**TEXT EXTRACT**
■ ■ ■ ■

Driving many of these questions was concern for safety (an issue that echoes disconcertingly today).  Twice during Camp’s career, in the middle of the 1890s and again in 1905-1906, in the light of gruesome injuries and even fatalities, many educational leaders called for football’s abolition.  Harvard’s president Charles Eliot was convinced that “To become brutal and brutalizing is the natural tendency of all sports which involve violent personal collision between players.”  The presidents of Cornell, Lafayette, Michigan, and others agreed.  Some wanted it to be replaced by rugby.  Stanford’s President Jordan, characteristically pithy, called football “Rugby’s American pervert.”  Benjamin Ide Wheeler of Berkeley agreed, and for a time the Big Game played between the two schools was rugby, not football.  Camp came to think that such admirers of the English amateur ideal didn’t realize that the English used “sportsmanship” as, in his words, “an excuse for laziness or as a cloak to cover lack of preparation.”  Americans, he thought, rightly cared more about victory.

Football fit the spirit of the age, and Camp publicized the game in ways that appealed to American men and boys of all ages. Nearly 30 books and 250 articles streamed from his pen.  His widely read book on American Football (1891) preached the need for specialized skills and training to an age enamored of efficiency and “science” in all things.  Former players fanned out across the country to coach teams according to his gospel. He wrote Football for the Spectator, articles for Collier’s and McClure’s, short stories in Youth’s Companion and St. Nicholas magazines, and novels for the Young People’s Library.  And every year he named his All-American Team, a task that grew infinitely more difficult as, even without benefit of ESPN’s nightly SportsCenter, the game spread like kudzu across the country. Camp collected information as best he could and became somewhat more flexible than might be expected for a man of his background:  Jim Thorpe of the Carlisle Indian School, Knute Rockne of Catholic Notre Dame, and African-Americans Fritz Pollard and Paul Robeson of Rutgers all made the team.

■ ■ ■ ■

(Excerpt from a dataset)
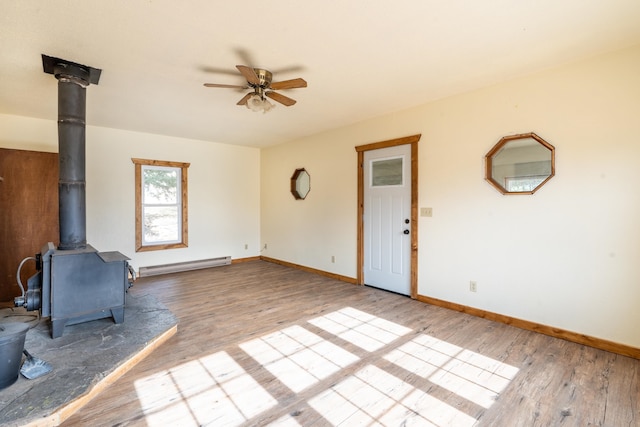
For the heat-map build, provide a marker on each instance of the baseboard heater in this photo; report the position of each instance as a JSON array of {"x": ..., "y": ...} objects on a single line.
[{"x": 177, "y": 267}]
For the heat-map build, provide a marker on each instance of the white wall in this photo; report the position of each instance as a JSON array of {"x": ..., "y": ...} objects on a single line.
[
  {"x": 224, "y": 189},
  {"x": 564, "y": 257}
]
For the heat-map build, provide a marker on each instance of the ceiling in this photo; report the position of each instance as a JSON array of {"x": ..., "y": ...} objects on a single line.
[{"x": 361, "y": 58}]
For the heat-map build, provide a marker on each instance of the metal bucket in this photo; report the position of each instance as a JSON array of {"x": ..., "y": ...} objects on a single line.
[{"x": 12, "y": 336}]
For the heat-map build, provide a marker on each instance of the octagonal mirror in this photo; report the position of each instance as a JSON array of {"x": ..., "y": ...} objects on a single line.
[
  {"x": 520, "y": 164},
  {"x": 300, "y": 184}
]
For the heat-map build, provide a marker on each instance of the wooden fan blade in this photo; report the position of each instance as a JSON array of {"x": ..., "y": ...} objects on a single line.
[
  {"x": 289, "y": 84},
  {"x": 225, "y": 86},
  {"x": 244, "y": 99},
  {"x": 284, "y": 100},
  {"x": 249, "y": 74}
]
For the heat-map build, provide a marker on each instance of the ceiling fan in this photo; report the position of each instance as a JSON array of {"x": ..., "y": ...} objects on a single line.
[{"x": 259, "y": 80}]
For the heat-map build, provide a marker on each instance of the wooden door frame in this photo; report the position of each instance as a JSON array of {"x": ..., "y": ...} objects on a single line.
[{"x": 413, "y": 141}]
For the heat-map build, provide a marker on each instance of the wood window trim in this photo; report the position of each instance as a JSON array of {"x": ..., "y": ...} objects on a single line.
[{"x": 138, "y": 163}]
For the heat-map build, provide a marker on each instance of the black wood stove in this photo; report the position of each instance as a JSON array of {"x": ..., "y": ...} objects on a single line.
[{"x": 74, "y": 282}]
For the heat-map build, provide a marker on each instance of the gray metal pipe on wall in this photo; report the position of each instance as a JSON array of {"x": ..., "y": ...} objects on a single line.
[{"x": 72, "y": 157}]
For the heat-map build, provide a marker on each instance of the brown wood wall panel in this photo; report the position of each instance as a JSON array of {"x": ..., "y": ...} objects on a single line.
[{"x": 28, "y": 212}]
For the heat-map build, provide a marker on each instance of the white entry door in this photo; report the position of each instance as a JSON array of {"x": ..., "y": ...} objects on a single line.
[{"x": 387, "y": 214}]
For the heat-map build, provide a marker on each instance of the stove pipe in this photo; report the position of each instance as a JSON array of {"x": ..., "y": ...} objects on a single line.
[{"x": 72, "y": 82}]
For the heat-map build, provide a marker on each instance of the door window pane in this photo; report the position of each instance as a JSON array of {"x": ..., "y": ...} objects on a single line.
[{"x": 386, "y": 172}]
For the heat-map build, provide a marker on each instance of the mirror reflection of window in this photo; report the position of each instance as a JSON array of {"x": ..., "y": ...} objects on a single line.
[
  {"x": 300, "y": 184},
  {"x": 520, "y": 164},
  {"x": 303, "y": 184}
]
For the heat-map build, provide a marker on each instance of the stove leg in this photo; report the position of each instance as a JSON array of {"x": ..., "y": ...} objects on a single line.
[
  {"x": 117, "y": 314},
  {"x": 57, "y": 327}
]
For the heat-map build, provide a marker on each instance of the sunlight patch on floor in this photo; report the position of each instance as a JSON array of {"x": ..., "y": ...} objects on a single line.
[
  {"x": 297, "y": 357},
  {"x": 359, "y": 328},
  {"x": 216, "y": 390},
  {"x": 213, "y": 389},
  {"x": 373, "y": 397},
  {"x": 471, "y": 375}
]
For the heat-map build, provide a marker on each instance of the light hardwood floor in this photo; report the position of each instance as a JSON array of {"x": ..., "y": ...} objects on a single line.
[{"x": 261, "y": 344}]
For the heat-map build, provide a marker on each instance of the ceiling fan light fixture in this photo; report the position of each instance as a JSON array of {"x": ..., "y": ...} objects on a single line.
[{"x": 257, "y": 103}]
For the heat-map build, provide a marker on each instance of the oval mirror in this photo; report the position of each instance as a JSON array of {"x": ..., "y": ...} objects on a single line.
[
  {"x": 520, "y": 164},
  {"x": 300, "y": 184}
]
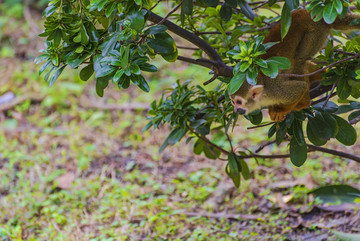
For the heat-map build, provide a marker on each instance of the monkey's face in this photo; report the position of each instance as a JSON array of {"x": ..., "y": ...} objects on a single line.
[{"x": 244, "y": 105}]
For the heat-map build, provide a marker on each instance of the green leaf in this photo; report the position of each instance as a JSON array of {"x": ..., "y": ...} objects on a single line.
[
  {"x": 298, "y": 153},
  {"x": 285, "y": 20},
  {"x": 136, "y": 19},
  {"x": 173, "y": 138},
  {"x": 211, "y": 152},
  {"x": 225, "y": 12},
  {"x": 211, "y": 3},
  {"x": 251, "y": 76},
  {"x": 236, "y": 82},
  {"x": 337, "y": 193},
  {"x": 231, "y": 3},
  {"x": 155, "y": 30},
  {"x": 319, "y": 127},
  {"x": 272, "y": 130},
  {"x": 330, "y": 107},
  {"x": 198, "y": 147},
  {"x": 313, "y": 138},
  {"x": 292, "y": 4},
  {"x": 161, "y": 45},
  {"x": 170, "y": 57},
  {"x": 343, "y": 89},
  {"x": 86, "y": 72},
  {"x": 338, "y": 6},
  {"x": 234, "y": 171},
  {"x": 329, "y": 14},
  {"x": 148, "y": 67},
  {"x": 347, "y": 133},
  {"x": 125, "y": 57},
  {"x": 187, "y": 7},
  {"x": 271, "y": 71},
  {"x": 282, "y": 62},
  {"x": 298, "y": 132},
  {"x": 56, "y": 75},
  {"x": 244, "y": 169},
  {"x": 246, "y": 9},
  {"x": 44, "y": 66},
  {"x": 354, "y": 115},
  {"x": 255, "y": 117}
]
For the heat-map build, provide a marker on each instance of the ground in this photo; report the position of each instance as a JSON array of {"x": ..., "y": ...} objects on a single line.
[{"x": 74, "y": 166}]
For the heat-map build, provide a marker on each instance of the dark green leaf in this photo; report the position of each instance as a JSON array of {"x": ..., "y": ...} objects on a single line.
[
  {"x": 56, "y": 75},
  {"x": 330, "y": 107},
  {"x": 244, "y": 169},
  {"x": 211, "y": 3},
  {"x": 236, "y": 83},
  {"x": 285, "y": 20},
  {"x": 354, "y": 115},
  {"x": 282, "y": 62},
  {"x": 319, "y": 127},
  {"x": 155, "y": 30},
  {"x": 346, "y": 134},
  {"x": 298, "y": 133},
  {"x": 292, "y": 4},
  {"x": 298, "y": 153},
  {"x": 234, "y": 172},
  {"x": 86, "y": 72},
  {"x": 329, "y": 14},
  {"x": 137, "y": 19},
  {"x": 313, "y": 138},
  {"x": 225, "y": 12},
  {"x": 337, "y": 193},
  {"x": 187, "y": 7},
  {"x": 231, "y": 3},
  {"x": 246, "y": 9}
]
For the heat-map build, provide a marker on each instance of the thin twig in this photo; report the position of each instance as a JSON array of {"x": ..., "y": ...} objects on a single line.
[
  {"x": 329, "y": 96},
  {"x": 255, "y": 127},
  {"x": 155, "y": 5},
  {"x": 219, "y": 67},
  {"x": 171, "y": 12},
  {"x": 335, "y": 152},
  {"x": 344, "y": 52},
  {"x": 322, "y": 69},
  {"x": 206, "y": 140},
  {"x": 264, "y": 145},
  {"x": 259, "y": 6},
  {"x": 323, "y": 99},
  {"x": 189, "y": 48},
  {"x": 202, "y": 62},
  {"x": 210, "y": 80}
]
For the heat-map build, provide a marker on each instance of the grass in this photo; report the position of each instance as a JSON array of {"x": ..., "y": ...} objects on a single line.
[{"x": 72, "y": 172}]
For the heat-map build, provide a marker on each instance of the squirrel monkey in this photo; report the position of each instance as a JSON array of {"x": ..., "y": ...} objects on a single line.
[{"x": 285, "y": 94}]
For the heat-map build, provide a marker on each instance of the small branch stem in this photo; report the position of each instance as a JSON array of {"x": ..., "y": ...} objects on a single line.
[
  {"x": 335, "y": 152},
  {"x": 322, "y": 69},
  {"x": 171, "y": 12}
]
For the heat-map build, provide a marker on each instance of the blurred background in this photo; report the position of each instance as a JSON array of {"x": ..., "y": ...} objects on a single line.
[{"x": 74, "y": 166}]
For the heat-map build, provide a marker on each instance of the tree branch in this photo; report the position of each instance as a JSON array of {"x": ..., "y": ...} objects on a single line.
[
  {"x": 335, "y": 152},
  {"x": 322, "y": 69},
  {"x": 171, "y": 12},
  {"x": 219, "y": 67},
  {"x": 202, "y": 62}
]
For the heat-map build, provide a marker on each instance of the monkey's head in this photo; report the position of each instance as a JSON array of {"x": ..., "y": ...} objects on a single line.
[{"x": 247, "y": 101}]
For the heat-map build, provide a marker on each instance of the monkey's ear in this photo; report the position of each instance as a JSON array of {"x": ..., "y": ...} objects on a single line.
[{"x": 256, "y": 91}]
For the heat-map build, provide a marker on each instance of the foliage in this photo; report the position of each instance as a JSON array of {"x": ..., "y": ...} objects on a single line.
[{"x": 115, "y": 40}]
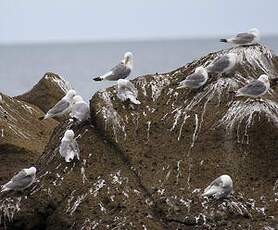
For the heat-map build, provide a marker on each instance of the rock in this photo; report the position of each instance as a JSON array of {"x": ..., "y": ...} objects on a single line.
[
  {"x": 47, "y": 92},
  {"x": 146, "y": 166},
  {"x": 22, "y": 136}
]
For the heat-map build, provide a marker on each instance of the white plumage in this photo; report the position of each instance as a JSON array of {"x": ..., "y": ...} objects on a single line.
[
  {"x": 22, "y": 180},
  {"x": 127, "y": 91},
  {"x": 80, "y": 109},
  {"x": 69, "y": 148},
  {"x": 221, "y": 187}
]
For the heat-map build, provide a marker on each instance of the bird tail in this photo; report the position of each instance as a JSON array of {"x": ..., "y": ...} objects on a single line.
[
  {"x": 4, "y": 188},
  {"x": 223, "y": 40},
  {"x": 135, "y": 101},
  {"x": 98, "y": 79}
]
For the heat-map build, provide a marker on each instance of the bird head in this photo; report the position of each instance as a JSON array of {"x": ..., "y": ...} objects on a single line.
[
  {"x": 77, "y": 98},
  {"x": 264, "y": 78},
  {"x": 122, "y": 83},
  {"x": 69, "y": 135},
  {"x": 255, "y": 32},
  {"x": 31, "y": 171},
  {"x": 128, "y": 59},
  {"x": 226, "y": 181},
  {"x": 201, "y": 70},
  {"x": 71, "y": 93}
]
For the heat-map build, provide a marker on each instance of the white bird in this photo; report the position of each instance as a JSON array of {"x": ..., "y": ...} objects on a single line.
[
  {"x": 223, "y": 64},
  {"x": 221, "y": 187},
  {"x": 249, "y": 38},
  {"x": 69, "y": 147},
  {"x": 256, "y": 88},
  {"x": 127, "y": 91},
  {"x": 62, "y": 107},
  {"x": 80, "y": 110},
  {"x": 120, "y": 71},
  {"x": 22, "y": 180},
  {"x": 195, "y": 80}
]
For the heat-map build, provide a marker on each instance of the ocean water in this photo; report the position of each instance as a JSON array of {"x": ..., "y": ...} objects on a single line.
[{"x": 22, "y": 66}]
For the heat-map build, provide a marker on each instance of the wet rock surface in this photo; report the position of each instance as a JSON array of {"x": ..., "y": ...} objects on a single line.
[
  {"x": 145, "y": 166},
  {"x": 22, "y": 136}
]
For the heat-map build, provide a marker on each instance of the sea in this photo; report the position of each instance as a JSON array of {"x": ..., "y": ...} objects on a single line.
[{"x": 22, "y": 66}]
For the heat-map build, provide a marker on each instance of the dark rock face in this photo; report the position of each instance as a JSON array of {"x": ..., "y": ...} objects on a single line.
[
  {"x": 47, "y": 92},
  {"x": 145, "y": 167}
]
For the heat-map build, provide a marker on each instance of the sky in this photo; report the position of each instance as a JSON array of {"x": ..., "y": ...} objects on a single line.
[{"x": 28, "y": 21}]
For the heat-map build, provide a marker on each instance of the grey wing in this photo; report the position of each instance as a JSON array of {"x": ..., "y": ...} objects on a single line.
[
  {"x": 120, "y": 71},
  {"x": 132, "y": 88},
  {"x": 244, "y": 38},
  {"x": 196, "y": 77},
  {"x": 219, "y": 64},
  {"x": 254, "y": 88},
  {"x": 75, "y": 148},
  {"x": 60, "y": 107},
  {"x": 20, "y": 180},
  {"x": 63, "y": 149}
]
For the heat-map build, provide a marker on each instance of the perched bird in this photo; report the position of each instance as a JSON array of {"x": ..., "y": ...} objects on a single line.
[
  {"x": 256, "y": 88},
  {"x": 24, "y": 179},
  {"x": 69, "y": 147},
  {"x": 80, "y": 110},
  {"x": 196, "y": 79},
  {"x": 223, "y": 64},
  {"x": 127, "y": 91},
  {"x": 221, "y": 187},
  {"x": 63, "y": 106},
  {"x": 120, "y": 71},
  {"x": 249, "y": 38}
]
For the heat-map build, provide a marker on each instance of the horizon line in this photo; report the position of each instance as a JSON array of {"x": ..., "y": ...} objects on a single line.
[{"x": 117, "y": 40}]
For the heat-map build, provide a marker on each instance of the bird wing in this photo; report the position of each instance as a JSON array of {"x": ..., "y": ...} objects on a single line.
[
  {"x": 60, "y": 107},
  {"x": 120, "y": 71},
  {"x": 243, "y": 38},
  {"x": 254, "y": 88},
  {"x": 219, "y": 64},
  {"x": 195, "y": 77},
  {"x": 75, "y": 147},
  {"x": 20, "y": 180}
]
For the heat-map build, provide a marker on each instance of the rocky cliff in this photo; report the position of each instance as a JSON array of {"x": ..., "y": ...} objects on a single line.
[{"x": 145, "y": 166}]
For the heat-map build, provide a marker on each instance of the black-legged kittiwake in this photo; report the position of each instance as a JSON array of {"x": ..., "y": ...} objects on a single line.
[
  {"x": 80, "y": 110},
  {"x": 195, "y": 80},
  {"x": 256, "y": 88},
  {"x": 249, "y": 38},
  {"x": 69, "y": 147},
  {"x": 223, "y": 64},
  {"x": 22, "y": 180},
  {"x": 120, "y": 71},
  {"x": 127, "y": 91},
  {"x": 62, "y": 107},
  {"x": 221, "y": 187}
]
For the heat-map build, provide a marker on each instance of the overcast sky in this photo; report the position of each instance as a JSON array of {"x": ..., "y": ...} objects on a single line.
[{"x": 89, "y": 20}]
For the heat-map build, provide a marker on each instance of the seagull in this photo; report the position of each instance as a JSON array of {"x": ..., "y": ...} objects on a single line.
[
  {"x": 69, "y": 147},
  {"x": 127, "y": 91},
  {"x": 221, "y": 187},
  {"x": 223, "y": 64},
  {"x": 80, "y": 110},
  {"x": 120, "y": 71},
  {"x": 63, "y": 106},
  {"x": 22, "y": 180},
  {"x": 249, "y": 38},
  {"x": 195, "y": 80},
  {"x": 256, "y": 88}
]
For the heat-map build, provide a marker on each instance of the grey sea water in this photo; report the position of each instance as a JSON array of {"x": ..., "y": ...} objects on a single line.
[{"x": 21, "y": 66}]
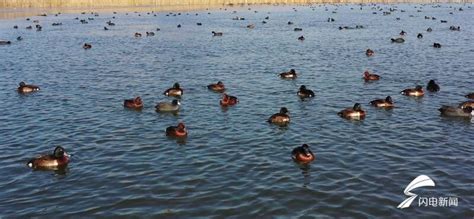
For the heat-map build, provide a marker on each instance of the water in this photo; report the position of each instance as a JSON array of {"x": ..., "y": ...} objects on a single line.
[{"x": 233, "y": 163}]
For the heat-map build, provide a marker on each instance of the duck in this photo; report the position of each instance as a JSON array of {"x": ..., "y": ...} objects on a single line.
[
  {"x": 175, "y": 91},
  {"x": 218, "y": 87},
  {"x": 289, "y": 75},
  {"x": 305, "y": 93},
  {"x": 59, "y": 158},
  {"x": 432, "y": 86},
  {"x": 87, "y": 46},
  {"x": 354, "y": 113},
  {"x": 27, "y": 88},
  {"x": 178, "y": 131},
  {"x": 383, "y": 103},
  {"x": 370, "y": 77},
  {"x": 369, "y": 52},
  {"x": 5, "y": 42},
  {"x": 217, "y": 33},
  {"x": 302, "y": 154},
  {"x": 228, "y": 100},
  {"x": 282, "y": 118},
  {"x": 398, "y": 40},
  {"x": 451, "y": 111},
  {"x": 414, "y": 92},
  {"x": 135, "y": 103},
  {"x": 168, "y": 107},
  {"x": 466, "y": 104}
]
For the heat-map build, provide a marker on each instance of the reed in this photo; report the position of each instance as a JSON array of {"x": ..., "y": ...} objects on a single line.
[{"x": 158, "y": 3}]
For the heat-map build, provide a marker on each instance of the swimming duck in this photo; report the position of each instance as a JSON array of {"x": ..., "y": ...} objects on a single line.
[
  {"x": 59, "y": 158},
  {"x": 369, "y": 52},
  {"x": 302, "y": 154},
  {"x": 218, "y": 87},
  {"x": 217, "y": 33},
  {"x": 27, "y": 88},
  {"x": 398, "y": 40},
  {"x": 355, "y": 113},
  {"x": 289, "y": 75},
  {"x": 456, "y": 111},
  {"x": 168, "y": 107},
  {"x": 305, "y": 93},
  {"x": 228, "y": 100},
  {"x": 135, "y": 103},
  {"x": 370, "y": 77},
  {"x": 5, "y": 42},
  {"x": 175, "y": 91},
  {"x": 432, "y": 86},
  {"x": 177, "y": 131},
  {"x": 87, "y": 46},
  {"x": 415, "y": 92},
  {"x": 383, "y": 103},
  {"x": 466, "y": 104},
  {"x": 282, "y": 118}
]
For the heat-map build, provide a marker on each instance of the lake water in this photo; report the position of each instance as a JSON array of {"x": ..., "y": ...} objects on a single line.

■ ■ ■ ■

**PROBLEM**
In the text on early American football, what sport did Stanford and Berkeley play for a time in their Big Game instead of football?

**WRITTEN REPLY**
Rugby